Provided information —
########################################

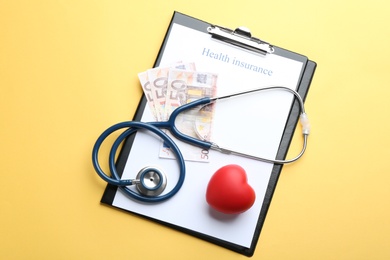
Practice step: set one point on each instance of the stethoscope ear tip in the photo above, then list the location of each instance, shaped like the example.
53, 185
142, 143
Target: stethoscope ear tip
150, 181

########################################

Instructions to follow — Give back the records above word for word, but leave out the pictures.

Full output —
Practice step: set one point on each instance of the stethoscope ear tip in the photo above, then list the location of each instance, shaped like the example.
53, 185
142, 143
Target: stethoscope ear tip
150, 181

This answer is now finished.